DOCUMENT PASSAGE:
※
Indian actress and stand-up comedian (born 1966)

Upasana Singh (born 29 June 1975) is an Indian actress who works in Hindi, Punjabi, and Rajasthani language films.

Singh played the role of a deaf-mute in the 1997 film Judaai. She appeared on television in Son Pari as Cruella/Kalipari, a dark fairy, in the sitcom on Doordarshan's Phir Bhi Dil Hai Hindustani and the Zee thriller show Tamanna House. She also played small roles in Priyadarshan's and David Dhawan's films as a regular cast.

She played the character of "Bua" (paternal aunt) in the TV show Comedy Nights with Kapil, which got her widespread critical acclaim. She has appeared in Bollywood films as well as regional cinema such as Punjabi, Bhojpuri, Rajasthani, and Gujarati.

==Career==
She appeared in the 1988 film Bai Chali Sasariye. Since then, she has acted in many regional films and is a known face in the Punjabi, Gujarati, and Hindi film industries. She has also played supporting roles for the films Darr, Jawani Zindabad, Loafer, Judaai, Main Prem Ki Diwani Hoon, Mujhse Shaadi Karogi, Aitraaz, Old Is Gold, My Friend Ganesha, Golmaal Returns, and Hungama.

Singh has appeared in series like Raja Ki Aayegi Baraat, Pari Hoon Main, Maayka, Ye Meri Life Hai, Bani - Ishq Da Kalma and Sonpari. Singh became a household name with her stint as Tarawanti on Nadaniyaan and the desperate "Bua" (paternal aunt) in the TV show Comedy Nights with Kapil, particularly for her catch-phrase "Bittu, Kaun hai ye aadmi?" (Bittu, who is this man?). Singh has also acted in Bollywood comedy movies such as Mujhse Shaadi Karogi and Golmaal Returns. In 2015, she played the role of Manjeet in Chalk N Duster, alongside Juhi Chawla, Shabana Azmi and Girish Karnad.
※
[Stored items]
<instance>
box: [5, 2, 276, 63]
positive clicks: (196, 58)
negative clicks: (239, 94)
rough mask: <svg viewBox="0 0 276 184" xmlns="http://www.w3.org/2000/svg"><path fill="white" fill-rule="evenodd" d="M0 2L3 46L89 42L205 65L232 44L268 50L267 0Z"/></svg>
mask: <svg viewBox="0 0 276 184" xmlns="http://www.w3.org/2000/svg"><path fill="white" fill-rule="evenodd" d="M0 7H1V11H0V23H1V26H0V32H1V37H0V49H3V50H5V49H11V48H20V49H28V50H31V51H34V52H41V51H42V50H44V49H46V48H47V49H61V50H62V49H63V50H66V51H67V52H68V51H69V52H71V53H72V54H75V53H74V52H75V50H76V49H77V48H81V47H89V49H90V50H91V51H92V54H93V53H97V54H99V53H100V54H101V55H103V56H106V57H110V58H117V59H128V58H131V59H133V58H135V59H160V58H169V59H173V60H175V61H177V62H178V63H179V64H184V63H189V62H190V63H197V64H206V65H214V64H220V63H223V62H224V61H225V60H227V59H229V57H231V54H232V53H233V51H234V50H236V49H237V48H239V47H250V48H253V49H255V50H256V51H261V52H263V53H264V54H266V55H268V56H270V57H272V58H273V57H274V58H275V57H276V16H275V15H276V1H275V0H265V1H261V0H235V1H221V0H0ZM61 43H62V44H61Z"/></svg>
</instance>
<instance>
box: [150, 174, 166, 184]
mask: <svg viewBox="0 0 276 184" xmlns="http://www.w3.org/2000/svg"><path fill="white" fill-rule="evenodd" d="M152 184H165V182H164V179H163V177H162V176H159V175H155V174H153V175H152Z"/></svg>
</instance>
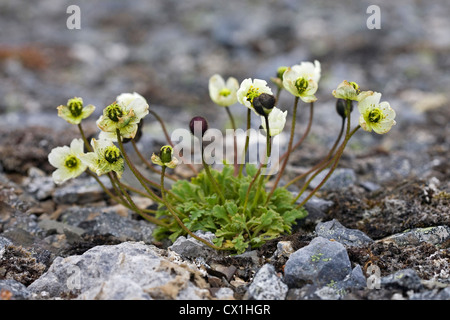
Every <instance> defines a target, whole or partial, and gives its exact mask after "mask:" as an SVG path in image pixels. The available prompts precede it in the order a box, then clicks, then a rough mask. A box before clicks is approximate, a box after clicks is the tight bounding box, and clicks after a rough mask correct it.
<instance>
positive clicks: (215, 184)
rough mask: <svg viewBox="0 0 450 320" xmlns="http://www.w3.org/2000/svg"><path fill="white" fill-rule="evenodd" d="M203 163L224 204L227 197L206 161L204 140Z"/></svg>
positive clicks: (204, 167) (202, 157) (209, 179)
mask: <svg viewBox="0 0 450 320" xmlns="http://www.w3.org/2000/svg"><path fill="white" fill-rule="evenodd" d="M202 164H203V168H204V169H205V172H206V175H207V176H208V178H209V180H210V181H211V184H212V185H213V187H214V189H215V190H216V192H217V194H218V195H219V197H220V200H222V204H223V203H225V197H224V195H223V192H222V188H221V187H220V185H219V184H218V183H217V181H216V179H214V177H213V175H212V174H211V170H210V169H209V165H208V164H207V163H206V162H205V153H204V148H203V142H202Z"/></svg>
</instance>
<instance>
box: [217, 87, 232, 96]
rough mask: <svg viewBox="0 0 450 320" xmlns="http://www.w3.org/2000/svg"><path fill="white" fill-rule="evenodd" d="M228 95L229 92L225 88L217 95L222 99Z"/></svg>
mask: <svg viewBox="0 0 450 320" xmlns="http://www.w3.org/2000/svg"><path fill="white" fill-rule="evenodd" d="M230 94H231V90H230V89H227V88H223V89H222V90H220V91H219V95H221V96H222V97H228V96H229V95H230Z"/></svg>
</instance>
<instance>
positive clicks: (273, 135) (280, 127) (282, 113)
mask: <svg viewBox="0 0 450 320" xmlns="http://www.w3.org/2000/svg"><path fill="white" fill-rule="evenodd" d="M286 116H287V110H286V111H284V112H283V111H281V110H280V109H278V108H277V107H274V108H273V110H272V112H270V113H269V115H268V116H267V117H268V121H269V131H270V136H271V137H273V136H276V135H278V134H280V133H281V132H282V131H283V129H284V125H285V124H286ZM261 126H262V128H263V129H264V130H265V131H266V132H267V128H266V119H265V117H264V116H261Z"/></svg>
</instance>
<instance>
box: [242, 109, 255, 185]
mask: <svg viewBox="0 0 450 320" xmlns="http://www.w3.org/2000/svg"><path fill="white" fill-rule="evenodd" d="M251 116H252V110H251V109H248V110H247V132H246V137H245V147H244V152H243V154H242V163H241V166H240V167H239V176H242V171H243V169H244V164H245V157H246V155H247V150H248V146H249V144H250V126H251Z"/></svg>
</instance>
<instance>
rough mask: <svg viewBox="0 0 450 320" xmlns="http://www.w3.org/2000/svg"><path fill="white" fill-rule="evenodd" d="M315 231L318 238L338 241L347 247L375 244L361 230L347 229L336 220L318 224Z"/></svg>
mask: <svg viewBox="0 0 450 320" xmlns="http://www.w3.org/2000/svg"><path fill="white" fill-rule="evenodd" d="M315 231H316V233H317V235H318V236H321V237H324V238H327V239H333V240H336V241H337V242H340V243H342V244H343V245H345V246H355V247H359V246H362V245H365V244H368V243H372V242H373V240H372V239H371V238H369V237H368V236H367V235H366V234H365V233H364V232H362V231H361V230H357V229H349V228H346V227H344V226H343V225H342V224H341V223H340V222H339V221H337V220H336V219H333V220H331V221H327V222H323V223H319V224H317V226H316V229H315Z"/></svg>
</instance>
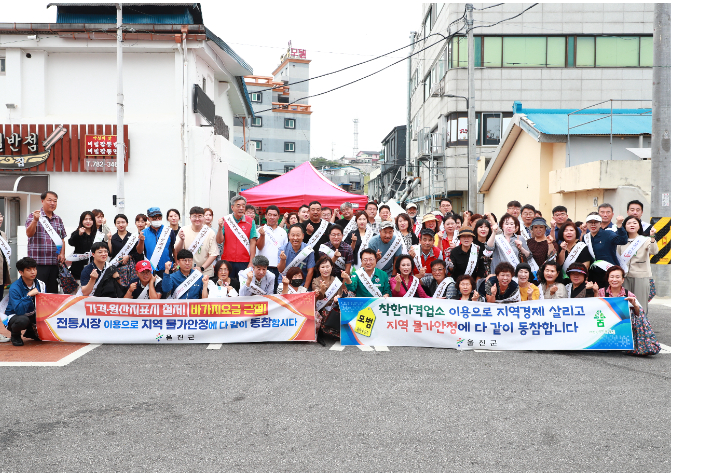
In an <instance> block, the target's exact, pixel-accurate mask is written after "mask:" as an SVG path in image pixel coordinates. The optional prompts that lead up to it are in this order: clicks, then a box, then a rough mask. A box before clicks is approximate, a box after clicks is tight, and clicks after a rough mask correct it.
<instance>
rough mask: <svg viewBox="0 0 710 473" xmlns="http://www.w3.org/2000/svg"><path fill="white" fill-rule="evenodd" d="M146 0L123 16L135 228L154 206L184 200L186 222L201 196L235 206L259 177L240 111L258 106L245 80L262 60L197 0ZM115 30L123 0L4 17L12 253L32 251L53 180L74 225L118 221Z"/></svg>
mask: <svg viewBox="0 0 710 473" xmlns="http://www.w3.org/2000/svg"><path fill="white" fill-rule="evenodd" d="M138 10H140V12H137V11H133V10H131V9H130V8H129V7H128V6H126V7H125V13H124V16H123V19H124V23H125V24H126V28H127V29H126V30H125V31H126V32H125V33H124V43H125V44H130V48H128V47H126V48H124V50H123V51H124V52H123V87H124V97H125V98H124V121H123V123H124V126H123V129H124V137H125V142H126V147H127V149H126V163H125V166H124V171H125V195H126V206H125V213H126V214H127V215H128V216H129V220H130V225H129V231H135V228H134V226H133V217H135V215H136V214H138V213H145V212H146V210H147V209H148V208H149V207H152V206H158V207H160V208H161V209H163V212H164V213H167V210H168V209H170V208H175V209H178V210H179V211H180V213H181V215H182V220H183V222H185V221H186V219H187V215H186V214H187V213H188V210H189V209H190V207H192V206H194V205H200V206H204V207H211V208H213V209H214V212H215V217H218V216H221V215H225V214H227V213H228V212H229V196H230V192H235V191H236V190H238V188H239V187H240V186H242V185H243V184H245V183H254V182H256V180H257V174H256V172H257V167H256V160H255V159H254V158H253V157H252V156H250V155H249V154H248V153H247V152H245V151H244V150H242V149H240V148H238V147H237V146H235V145H234V144H232V137H233V135H234V133H235V132H236V130H235V129H234V128H233V127H232V126H231V123H232V117H234V116H240V117H249V116H251V115H252V111H251V104H250V103H249V98H248V95H247V94H246V86H245V85H244V82H243V79H242V77H243V76H245V75H249V74H251V73H252V70H251V68H250V67H249V65H248V64H247V63H246V62H244V60H243V59H241V58H240V57H239V56H238V55H237V54H236V53H235V52H234V51H232V50H231V49H230V48H229V47H228V46H227V45H226V44H225V43H224V42H223V41H222V40H221V39H220V38H219V37H217V36H216V35H214V33H212V32H211V31H209V30H208V29H207V28H206V27H205V26H204V25H203V24H202V13H201V11H200V7H199V4H183V5H176V4H173V5H171V6H157V5H147V6H146V8H145V9H144V8H139V9H138ZM18 26H20V27H19V28H18ZM115 28H116V7H115V5H106V6H85V5H83V4H79V5H75V6H69V5H65V6H61V5H60V6H58V7H57V24H25V25H16V24H14V23H5V24H0V57H2V58H3V59H4V61H3V62H4V63H5V66H6V67H5V70H4V71H3V73H2V74H0V102H2V103H3V104H10V105H11V107H10V105H8V106H7V107H8V108H7V111H8V113H6V114H3V116H2V117H0V133H1V134H2V135H3V136H2V138H3V141H4V146H3V147H2V149H1V150H0V155H2V159H0V183H1V184H0V186H1V187H0V206H2V207H3V208H0V212H3V214H4V215H5V220H4V223H3V227H2V228H3V229H4V230H5V231H6V233H7V235H8V238H9V239H10V243H11V246H13V257H15V256H20V257H22V256H24V254H26V236H25V232H24V223H25V219H26V218H27V216H28V215H29V213H30V212H32V211H34V210H37V209H39V208H40V194H41V193H42V192H44V191H46V190H52V191H54V192H56V193H57V194H58V195H59V205H58V209H57V213H58V214H59V215H60V216H61V217H62V218H63V219H64V223H65V225H66V227H67V231H69V232H71V231H72V230H74V229H75V228H76V227H77V226H78V222H77V220H78V219H79V215H80V214H81V212H82V211H85V210H92V209H94V208H100V209H102V210H103V212H104V213H105V215H106V217H107V220H108V222H109V223H110V225H111V226H113V218H114V215H115V214H116V209H115V207H114V206H113V199H112V195H113V194H116V189H117V179H116V172H115V170H116V152H115V151H116V150H115V148H114V144H115V142H116V138H115V135H116V132H117V127H116V35H115V31H116V30H115ZM106 30H112V31H111V32H110V33H106V32H105V31H106ZM62 129H64V130H65V132H64V134H63V135H62V136H61V138H60V139H59V140H58V141H56V143H55V144H54V145H53V146H49V144H48V143H47V145H48V146H49V149H47V148H45V147H44V146H43V141H44V140H45V139H46V138H47V137H49V136H50V135H51V134H52V132H53V131H55V130H56V131H58V132H60V131H61V130H62ZM238 131H239V132H240V133H241V131H242V130H241V128H240V129H239V130H238ZM17 138H19V139H20V140H21V141H22V142H25V143H24V144H22V146H16V145H15V144H16V142H17ZM8 140H10V141H8ZM47 151H48V153H47V156H48V157H47V158H46V159H45V160H44V161H42V162H41V163H38V164H37V165H33V166H31V167H30V165H29V164H28V163H32V162H34V161H35V160H37V159H38V156H41V155H42V153H43V152H45V153H46V152H47ZM18 169H21V170H22V171H23V172H18ZM23 181H25V182H23ZM3 204H4V205H3ZM18 227H19V229H18ZM67 251H70V249H67Z"/></svg>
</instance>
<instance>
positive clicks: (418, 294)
※
Output the part of the passage about Upasana Singh starting with "Upasana Singh (born" and going on through "Rajasthani, and Gujarati.", copied word for word.

Upasana Singh (born 29 June 1975) is an Indian actress who works in Hindi, Punjabi, and Rajasthani language films.

Singh played the role of a deaf-mute in the 1997 film Judaai. She appeared on television in Son Pari as Cruella/Kalipari, a dark fairy, in the sitcom on Doordarshan's Phir Bhi Dil Hai Hindustani and the Zee thriller show Tamanna House. She also played small roles in Priyadarshan's and David Dhawan's films as a regular cast.

She played the character of "Bua" (paternal aunt) in the TV show Comedy Nights with Kapil, which got her widespread critical acclaim. She has appeared in Bollywood films as well as regional cinema such as Punjabi, Bhojpuri, Rajasthani, and Gujarati.